Requirement:
Find each line in the records below containing the word "that", and copy every such line in full.

Information given:
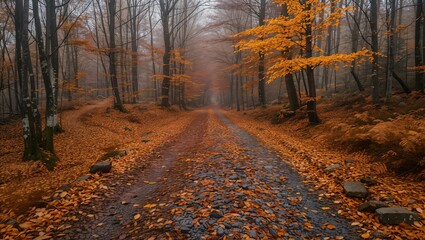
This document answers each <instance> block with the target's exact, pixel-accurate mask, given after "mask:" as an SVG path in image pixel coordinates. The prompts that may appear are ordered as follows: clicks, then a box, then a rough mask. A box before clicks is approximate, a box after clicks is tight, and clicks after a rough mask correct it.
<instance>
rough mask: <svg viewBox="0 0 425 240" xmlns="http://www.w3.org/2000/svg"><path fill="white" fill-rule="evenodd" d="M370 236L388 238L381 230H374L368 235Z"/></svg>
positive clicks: (380, 237) (373, 236) (383, 238)
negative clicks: (377, 230)
mask: <svg viewBox="0 0 425 240" xmlns="http://www.w3.org/2000/svg"><path fill="white" fill-rule="evenodd" d="M370 236H371V237H372V238H379V239H389V238H388V235H386V234H385V233H383V232H380V231H375V232H374V233H372V235H370Z"/></svg>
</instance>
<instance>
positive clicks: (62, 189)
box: [59, 184, 72, 191]
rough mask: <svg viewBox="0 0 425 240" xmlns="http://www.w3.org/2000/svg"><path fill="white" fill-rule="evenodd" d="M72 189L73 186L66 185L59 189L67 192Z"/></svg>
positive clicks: (69, 184)
mask: <svg viewBox="0 0 425 240" xmlns="http://www.w3.org/2000/svg"><path fill="white" fill-rule="evenodd" d="M71 187H72V185H71V184H65V185H62V186H60V187H59V189H60V190H64V191H66V190H69V189H70V188H71Z"/></svg>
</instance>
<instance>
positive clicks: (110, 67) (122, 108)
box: [108, 0, 126, 112]
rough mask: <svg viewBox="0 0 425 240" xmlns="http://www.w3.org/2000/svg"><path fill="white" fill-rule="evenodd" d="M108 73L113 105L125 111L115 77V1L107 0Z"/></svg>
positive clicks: (115, 59) (125, 111)
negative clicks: (107, 18)
mask: <svg viewBox="0 0 425 240" xmlns="http://www.w3.org/2000/svg"><path fill="white" fill-rule="evenodd" d="M108 7H109V51H110V52H109V75H110V79H111V85H112V91H113V93H114V96H115V102H114V107H115V108H116V109H118V110H120V111H121V112H126V109H125V108H124V105H123V103H122V101H121V97H120V92H119V89H118V79H117V66H116V61H117V60H116V53H115V52H116V49H115V48H116V46H115V15H116V1H115V0H109V1H108Z"/></svg>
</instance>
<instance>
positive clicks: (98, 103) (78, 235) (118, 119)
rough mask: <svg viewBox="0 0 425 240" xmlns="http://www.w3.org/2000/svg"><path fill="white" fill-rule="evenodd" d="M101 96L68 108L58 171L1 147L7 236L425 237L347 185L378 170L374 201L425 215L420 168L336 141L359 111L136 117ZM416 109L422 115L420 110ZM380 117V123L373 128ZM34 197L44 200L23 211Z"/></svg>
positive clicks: (26, 208)
mask: <svg viewBox="0 0 425 240" xmlns="http://www.w3.org/2000/svg"><path fill="white" fill-rule="evenodd" d="M103 104H106V103H96V104H95V105H92V106H90V105H88V106H83V107H81V108H80V109H78V110H72V111H68V112H65V114H64V127H65V129H67V126H66V122H67V121H69V120H71V121H72V122H73V123H72V124H76V125H73V126H72V127H71V128H70V129H68V130H67V131H66V132H65V133H63V134H60V135H58V136H57V139H58V140H57V151H58V153H59V154H60V155H59V156H60V157H61V162H60V163H59V166H58V167H57V170H55V171H54V172H51V173H50V172H47V171H45V170H44V169H42V168H39V167H38V168H37V171H35V172H34V171H30V170H28V171H23V170H21V172H22V174H21V175H20V176H21V177H20V178H19V177H16V176H15V175H13V174H11V173H12V172H14V171H15V169H25V168H32V164H31V163H21V162H16V160H17V159H19V154H20V152H19V148H17V147H16V146H15V147H13V146H12V145H11V144H10V145H11V146H10V148H6V149H7V151H5V150H3V149H2V154H3V152H6V154H3V156H6V157H8V159H9V162H8V163H3V159H4V158H3V157H2V163H0V164H2V169H1V171H2V175H1V176H2V177H3V176H9V177H7V178H5V183H4V184H3V185H1V186H0V193H1V195H0V199H1V200H2V208H3V207H4V208H5V209H13V210H14V212H15V213H12V212H10V211H6V212H4V213H3V215H2V217H1V219H0V227H1V229H2V230H0V237H2V238H6V239H8V238H9V239H24V238H38V239H49V238H53V239H57V238H62V239H152V240H153V239H164V238H171V239H201V238H205V239H221V238H223V239H361V238H365V239H366V238H370V239H372V238H373V236H379V235H380V236H381V238H384V237H383V236H387V237H389V238H392V239H423V236H425V227H424V221H423V220H422V222H416V223H415V224H414V225H412V226H411V225H407V224H401V225H399V226H386V225H383V224H381V223H380V222H379V221H378V219H377V217H376V216H374V215H373V214H372V213H364V212H358V211H357V207H358V206H359V205H360V204H362V203H364V202H365V201H366V200H360V199H352V198H348V197H346V196H345V194H344V193H343V191H342V184H343V183H344V182H345V181H348V180H359V179H360V178H361V177H364V176H371V177H372V178H374V179H375V180H376V181H377V184H376V185H374V186H371V187H368V190H369V192H370V194H369V196H368V199H369V200H374V199H376V200H378V199H382V198H386V199H390V200H391V201H392V203H391V205H394V206H403V207H405V208H407V209H409V210H413V211H415V212H417V213H418V214H419V215H420V217H421V219H424V218H425V214H424V213H423V210H422V209H425V206H424V203H425V196H424V194H423V189H425V184H423V183H422V182H420V181H416V180H417V176H418V174H417V173H416V174H404V175H402V176H400V175H396V174H395V173H394V172H393V171H389V170H388V168H387V167H386V166H387V165H385V164H382V163H381V162H380V161H376V159H374V158H375V157H376V156H375V155H372V154H370V153H368V152H367V151H358V150H356V149H354V148H353V149H352V148H349V150H350V151H347V149H343V148H342V147H341V145H337V144H335V143H334V142H333V141H330V140H329V139H330V138H333V137H335V136H339V137H340V138H341V140H339V141H337V142H344V141H345V140H344V139H343V137H342V136H343V134H340V132H338V131H341V128H338V129H337V130H334V131H331V130H330V128H331V127H333V126H330V123H333V122H332V121H333V120H335V122H334V123H336V122H337V121H339V122H341V119H343V120H344V119H346V120H350V119H348V118H349V116H342V115H343V114H342V115H341V113H340V114H336V112H334V111H331V110H328V111H324V109H321V110H322V113H323V114H322V115H321V117H322V119H323V120H324V124H322V125H319V126H309V125H307V124H306V121H305V119H303V118H305V116H295V117H294V118H293V119H292V120H293V121H294V122H291V121H292V120H286V119H285V120H284V121H283V122H284V123H283V124H280V125H275V124H271V123H270V119H271V118H273V117H274V114H275V112H276V110H278V109H280V108H281V107H279V108H278V107H270V108H268V109H266V110H264V109H256V110H250V111H246V112H244V113H236V112H234V111H223V110H219V109H216V108H209V109H200V110H195V111H190V112H187V113H181V112H178V111H168V110H163V109H159V108H157V107H153V106H148V107H140V106H134V107H133V108H132V109H131V110H130V112H131V113H130V114H121V113H118V112H116V111H114V110H106V105H103ZM323 105H324V107H325V108H326V107H328V108H329V109H333V110H335V107H332V106H329V105H326V104H323ZM414 111H418V110H417V109H416V110H414ZM342 112H344V111H342ZM356 114H360V113H356ZM415 114H419V113H415ZM352 115H353V114H352ZM354 115H355V114H354ZM75 116H77V117H75ZM351 117H354V118H356V117H355V116H351ZM369 117H370V118H372V117H373V116H369ZM411 117H412V118H413V120H415V121H416V115H414V114H413V115H412V116H411ZM336 118H339V119H336ZM363 118H364V117H362V119H363ZM67 119H68V120H67ZM396 119H398V118H396ZM413 120H412V119H410V123H411V125H412V123H414V122H412V121H413ZM381 121H382V120H381ZM381 121H375V125H376V124H381V123H383V121H382V122H381ZM342 122H349V121H342ZM356 123H357V122H356ZM368 123H369V122H368ZM69 124H71V123H69ZM415 124H416V123H415ZM415 124H413V125H415ZM331 125H332V124H331ZM365 125H366V124H363V127H365ZM419 126H421V125H419ZM2 127H3V126H2ZM8 127H9V128H8V129H10V126H8ZM368 127H369V126H368ZM68 128H69V127H68ZM74 128H75V129H74ZM372 128H373V127H370V129H372ZM350 129H351V128H350ZM370 129H369V130H370ZM1 130H3V129H1ZM415 130H416V131H419V129H415ZM350 131H354V130H352V129H351V130H350ZM411 131H413V129H411ZM2 132H3V131H2ZM17 132H19V123H16V129H15V135H12V133H10V130H9V134H11V135H9V136H2V139H1V140H2V142H3V140H9V139H10V138H13V136H14V137H15V138H16V139H19V136H16V133H17ZM366 133H367V132H366ZM366 133H365V132H363V134H366ZM66 134H68V136H66ZM16 139H15V141H17V140H16ZM10 141H11V140H10ZM6 145H7V144H6ZM61 146H62V147H61ZM347 147H348V146H347ZM113 149H119V150H126V155H124V156H121V157H120V158H117V159H114V160H113V162H112V163H113V168H112V172H111V173H108V174H103V175H93V176H92V178H91V179H88V180H86V181H81V182H75V179H77V178H78V177H79V176H81V175H84V174H87V171H88V167H89V166H90V165H91V164H93V163H95V162H96V161H97V159H99V158H100V157H101V156H102V155H103V154H105V153H107V152H109V151H111V150H113ZM13 155H14V158H13V157H12V156H13ZM347 159H350V161H349V162H348V161H346V160H347ZM379 160H381V159H379ZM335 163H339V164H340V168H339V169H335V170H333V171H331V172H327V171H325V170H324V169H325V168H326V166H329V165H331V164H335ZM20 164H22V166H21V165H20ZM23 166H25V167H23ZM6 168H7V169H6ZM5 169H6V170H5ZM3 174H5V175H3ZM70 183H72V185H71V184H70ZM14 189H15V190H17V191H16V193H15V192H14ZM34 191H35V193H37V194H35V196H36V198H35V200H34V199H32V198H33V196H34V195H33V192H34ZM9 194H12V197H9ZM13 194H14V195H13ZM18 199H26V200H22V201H21V202H18V201H17V200H18ZM13 200H14V202H13ZM25 202H26V203H27V205H26V204H25ZM35 203H37V204H36V205H37V206H35V207H32V208H31V209H30V210H29V211H25V209H28V207H30V206H33V205H34V204H35ZM30 204H32V205H30ZM24 207H26V208H24ZM19 211H21V212H19ZM383 234H384V235H383Z"/></svg>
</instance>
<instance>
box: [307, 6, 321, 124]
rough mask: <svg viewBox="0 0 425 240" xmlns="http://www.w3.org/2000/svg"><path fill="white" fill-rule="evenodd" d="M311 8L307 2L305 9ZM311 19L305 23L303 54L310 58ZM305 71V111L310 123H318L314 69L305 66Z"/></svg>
mask: <svg viewBox="0 0 425 240" xmlns="http://www.w3.org/2000/svg"><path fill="white" fill-rule="evenodd" d="M310 10H311V3H308V4H307V6H306V11H310ZM312 21H313V19H310V20H309V22H308V23H307V24H306V31H305V35H306V37H305V54H306V58H311V57H312V56H313V37H312ZM306 73H307V83H308V94H309V95H308V97H309V99H308V100H307V113H308V120H309V122H310V123H314V124H317V123H320V119H319V116H318V115H317V110H316V105H317V102H316V84H315V81H314V70H313V67H312V66H307V69H306Z"/></svg>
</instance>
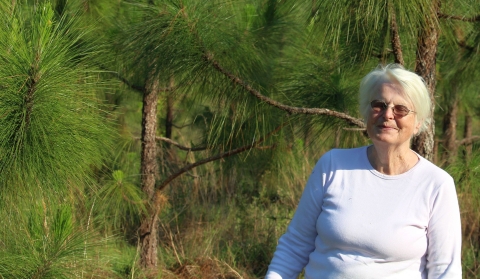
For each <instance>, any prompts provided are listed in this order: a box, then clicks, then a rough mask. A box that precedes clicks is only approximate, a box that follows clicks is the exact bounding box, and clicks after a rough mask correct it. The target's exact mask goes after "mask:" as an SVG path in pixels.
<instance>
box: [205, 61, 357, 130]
mask: <svg viewBox="0 0 480 279" xmlns="http://www.w3.org/2000/svg"><path fill="white" fill-rule="evenodd" d="M204 59H205V60H206V61H207V62H209V63H210V64H211V65H212V66H213V67H214V68H215V69H216V70H217V71H219V72H220V73H221V74H223V75H224V76H226V77H228V78H229V79H230V80H231V81H232V82H233V83H234V84H235V85H238V86H240V87H242V88H243V89H245V90H246V91H247V92H249V93H250V94H252V95H253V96H255V97H256V98H257V99H259V100H260V101H262V102H264V103H266V104H268V105H271V106H274V107H276V108H278V109H281V110H284V111H286V112H288V113H290V114H315V115H329V116H334V117H337V118H340V119H344V120H345V121H347V122H348V123H350V124H352V125H355V126H358V127H360V128H364V127H365V124H364V123H363V121H362V120H360V119H358V118H355V117H353V116H350V115H348V114H346V113H343V112H338V111H334V110H329V109H324V108H303V107H292V106H287V105H284V104H282V103H280V102H277V101H275V100H273V99H270V98H268V97H267V96H264V95H262V94H261V93H260V92H258V91H257V90H256V89H254V88H253V87H252V86H250V85H249V84H247V83H246V82H245V81H243V80H242V79H240V78H239V77H237V76H235V75H233V74H231V73H230V72H228V71H227V70H225V69H224V68H223V67H222V66H221V65H220V64H219V63H218V62H217V61H216V60H214V59H213V57H212V55H211V54H208V53H207V54H205V55H204Z"/></svg>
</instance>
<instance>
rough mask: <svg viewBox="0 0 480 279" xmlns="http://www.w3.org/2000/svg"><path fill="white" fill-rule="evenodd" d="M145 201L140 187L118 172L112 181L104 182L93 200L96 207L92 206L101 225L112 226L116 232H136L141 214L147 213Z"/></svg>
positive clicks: (112, 228) (116, 173)
mask: <svg viewBox="0 0 480 279" xmlns="http://www.w3.org/2000/svg"><path fill="white" fill-rule="evenodd" d="M145 200H146V199H145V194H144V193H143V192H142V191H141V189H140V187H138V186H137V185H135V184H133V183H131V182H129V181H128V178H127V177H126V176H125V173H124V172H123V171H121V170H116V171H113V173H112V178H111V179H108V180H105V181H104V182H103V185H102V187H101V188H100V189H99V191H98V192H97V194H96V196H95V198H94V199H93V202H94V203H96V205H93V204H92V206H95V207H94V208H95V216H96V218H97V219H98V221H99V223H100V224H101V225H107V226H111V228H112V229H113V230H114V231H116V230H119V229H131V230H135V229H136V228H135V226H136V225H137V226H138V224H139V220H140V216H141V214H142V213H146V206H145ZM132 225H133V226H132Z"/></svg>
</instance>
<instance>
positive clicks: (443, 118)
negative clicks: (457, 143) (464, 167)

Answer box:
This document answers each <instance> block with the target's exact, pixel-accurate mask, given after "mask:" as an SVG path in image pixel coordinates. The prompts that may appear are ordered as follows: clicks, then a box, then a rough mask. A box before clicks is approximate, a box after clicks is tight, and clicks after a rough mask correct it.
For each <instance>, any prompts provided are listed in this order: a box, then clicks, then a rough mask. A box that precedes clicks is only approximate, a box that follows clicks is the exact bounding box, and clicks after a rough mask correct it. The target's exact mask goes after "mask:" as an SVG path in pixels.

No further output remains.